■ **TASK REQUIREMENTS**:
For the copy, please give all of the data again exactly and leave the pictures out.
— START —
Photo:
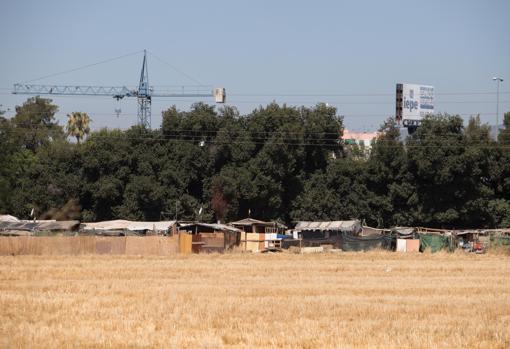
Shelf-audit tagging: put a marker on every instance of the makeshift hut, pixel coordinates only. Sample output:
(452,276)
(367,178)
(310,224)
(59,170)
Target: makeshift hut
(310,234)
(211,237)
(122,227)
(258,235)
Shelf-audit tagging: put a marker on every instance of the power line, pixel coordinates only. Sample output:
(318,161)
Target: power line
(198,135)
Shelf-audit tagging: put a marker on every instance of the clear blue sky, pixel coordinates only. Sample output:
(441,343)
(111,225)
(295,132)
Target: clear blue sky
(262,50)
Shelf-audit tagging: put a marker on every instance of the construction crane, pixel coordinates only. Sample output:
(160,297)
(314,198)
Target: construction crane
(144,93)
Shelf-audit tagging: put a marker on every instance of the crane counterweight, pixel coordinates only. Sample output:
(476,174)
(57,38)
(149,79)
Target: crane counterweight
(144,93)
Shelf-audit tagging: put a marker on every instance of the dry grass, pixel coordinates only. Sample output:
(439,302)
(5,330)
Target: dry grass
(374,300)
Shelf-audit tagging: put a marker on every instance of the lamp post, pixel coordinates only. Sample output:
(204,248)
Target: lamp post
(498,80)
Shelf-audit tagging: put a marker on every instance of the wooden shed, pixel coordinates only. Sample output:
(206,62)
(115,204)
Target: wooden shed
(211,237)
(258,235)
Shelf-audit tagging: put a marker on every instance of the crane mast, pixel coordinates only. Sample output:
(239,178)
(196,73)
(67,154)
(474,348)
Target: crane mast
(144,93)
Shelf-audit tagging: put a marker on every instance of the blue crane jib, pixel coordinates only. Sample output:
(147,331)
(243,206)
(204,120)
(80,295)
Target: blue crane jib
(144,93)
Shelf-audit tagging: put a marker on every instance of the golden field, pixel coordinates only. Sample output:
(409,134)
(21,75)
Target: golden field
(345,300)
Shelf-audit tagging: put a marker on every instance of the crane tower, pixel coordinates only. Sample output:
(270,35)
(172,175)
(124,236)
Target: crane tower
(144,93)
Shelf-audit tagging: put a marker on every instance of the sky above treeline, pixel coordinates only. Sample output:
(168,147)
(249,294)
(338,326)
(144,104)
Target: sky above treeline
(349,54)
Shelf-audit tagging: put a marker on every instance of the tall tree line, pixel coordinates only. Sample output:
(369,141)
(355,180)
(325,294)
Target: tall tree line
(278,162)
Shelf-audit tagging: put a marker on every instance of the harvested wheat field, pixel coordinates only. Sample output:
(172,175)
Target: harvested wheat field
(349,300)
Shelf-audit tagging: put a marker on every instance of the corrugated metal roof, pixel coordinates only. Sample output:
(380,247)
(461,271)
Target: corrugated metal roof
(39,225)
(352,225)
(213,226)
(8,218)
(252,221)
(121,224)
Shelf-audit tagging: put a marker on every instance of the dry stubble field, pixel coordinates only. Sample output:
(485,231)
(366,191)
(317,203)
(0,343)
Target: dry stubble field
(349,300)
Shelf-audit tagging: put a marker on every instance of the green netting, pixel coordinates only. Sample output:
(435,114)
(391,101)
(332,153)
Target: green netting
(435,242)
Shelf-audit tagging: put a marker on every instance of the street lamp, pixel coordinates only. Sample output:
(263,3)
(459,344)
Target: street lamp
(497,100)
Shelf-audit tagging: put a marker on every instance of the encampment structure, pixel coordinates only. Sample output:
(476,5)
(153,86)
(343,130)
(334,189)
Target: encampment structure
(121,227)
(259,235)
(211,237)
(27,228)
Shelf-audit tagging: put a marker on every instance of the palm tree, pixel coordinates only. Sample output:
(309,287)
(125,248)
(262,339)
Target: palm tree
(78,125)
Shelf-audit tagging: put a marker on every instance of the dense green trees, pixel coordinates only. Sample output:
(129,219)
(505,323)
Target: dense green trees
(278,162)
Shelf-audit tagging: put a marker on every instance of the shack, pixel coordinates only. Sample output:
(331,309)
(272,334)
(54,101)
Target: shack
(311,234)
(121,227)
(259,235)
(211,237)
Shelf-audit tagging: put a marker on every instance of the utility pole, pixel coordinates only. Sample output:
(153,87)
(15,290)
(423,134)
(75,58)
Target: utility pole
— END —
■ **WRITTEN ANSWER**:
Photo:
Shelf-audit tagging: put a marker on every instance of the makeshift hut, pixel coordinates only. Sample output:
(452,276)
(367,178)
(310,224)
(59,170)
Target: makeshift hut
(310,234)
(211,237)
(122,227)
(258,235)
Shelf-audit tagging: put a marker on every instance of the power line, pixel coordinates only. Sample output:
(318,161)
Target: power line
(198,135)
Shelf-audit tagging: put a marker on every instance of the clear blue sky, pixel coordinates only. Sample output:
(441,343)
(111,225)
(295,132)
Target: clear blue sky
(262,50)
Shelf-audit tagging: put a marker on every instance of the construction crane, pixel coordinates only. Sample output:
(160,297)
(314,198)
Target: construction crane
(144,93)
Shelf-audit tagging: put a marker on every instance of the crane counterweight, pixel coordinates only. Sample output:
(476,174)
(57,38)
(149,79)
Target: crane counterweight
(144,93)
Shelf-audit tagging: put a marker on every instance of the dry grass, pixel coordinates only. Sample output:
(439,302)
(5,330)
Target: dry grass
(374,300)
Shelf-audit tagging: put a marker on every instance of the lamp post, pixel coordinates only. Sample output:
(204,248)
Target: lamp post
(498,80)
Shelf-audit tagging: put a marker on every instance of the wooden shed, pixel coordinates only. Sample output:
(206,62)
(115,204)
Target: wooden shed
(211,237)
(258,235)
Shelf-audit tagging: put a marker on every instance of the crane mast, pixel coordinates only. Sample output:
(239,178)
(196,73)
(67,154)
(474,348)
Target: crane mast
(144,93)
Shelf-audit tagging: put a marker on every instance of the blue crane jib, pixel coordinates only. Sample output:
(147,331)
(243,206)
(204,120)
(80,295)
Target: blue crane jib
(144,93)
Shelf-audit tagging: put a marker on every instance of the golden field, pixel coordinates only. Sample output:
(409,134)
(21,75)
Target: golden field
(345,300)
Shelf-audit tagging: put a marker on every instance of the crane tower, pixel coordinates only. Sample output:
(270,35)
(172,175)
(124,236)
Target: crane tower
(144,93)
Shelf-audit tagging: put a marker on every instance of the sky above treeline, pixel coordinates only. Sample output:
(168,147)
(249,294)
(338,326)
(144,104)
Target: sky above treeline
(349,54)
Shelf-audit tagging: put a marker on every instance of the tall tree line, pixel coordinates only. Sample output:
(369,141)
(355,180)
(325,294)
Target: tall tree line
(278,162)
Shelf-audit tagging: put a marker on every instance of the harvested wheat field, pixel coordinates only. Sample output:
(172,175)
Target: harvested wheat field
(349,300)
Shelf-audit tagging: put a marker on every instance of the corrugated metal roof, pixel coordinates only. Sample output:
(380,247)
(461,271)
Target: corrugated metal roof
(39,225)
(352,225)
(213,226)
(8,218)
(252,221)
(121,224)
Shelf-audit tagging: put a marker on every instance of the dry stubble field, pixel coordinates only. Sample output:
(485,231)
(366,191)
(317,203)
(0,343)
Target: dry stubble field
(349,300)
Shelf-audit tagging: put a marker on every instance of the green netting, pixel coordinates only. Sample output:
(435,114)
(391,101)
(332,153)
Target: green netting
(435,242)
Shelf-audit tagging: put a marker on every instance of the street lamp, pixel coordinates only. Sample output:
(263,3)
(459,344)
Target: street lamp
(497,100)
Shelf-audit tagging: put a marker on every instance of the encampment structure, pixel coordinates only. Sample output:
(476,5)
(153,86)
(343,130)
(334,189)
Target: encampment structure
(121,227)
(259,235)
(211,237)
(27,228)
Shelf-audit tagging: put a marker on every instance of the palm tree, pixel coordinates only. Sample output:
(309,287)
(125,248)
(262,339)
Target: palm tree
(78,125)
Shelf-audit tagging: put a marker on every instance of the dense green trees, pixel coordinates only. Sample output:
(129,219)
(505,323)
Target: dense green trees
(278,162)
Shelf-audit tagging: put a marker on every instance of the shack, pixel coordinates only. Sample output:
(331,309)
(272,334)
(54,101)
Target: shack
(311,234)
(121,227)
(259,235)
(211,237)
Shelf-audit tagging: put a marker on every instance of the utility pole, pixel coordinates only. Sample output:
(153,87)
(15,290)
(423,134)
(75,58)
Target: utility pole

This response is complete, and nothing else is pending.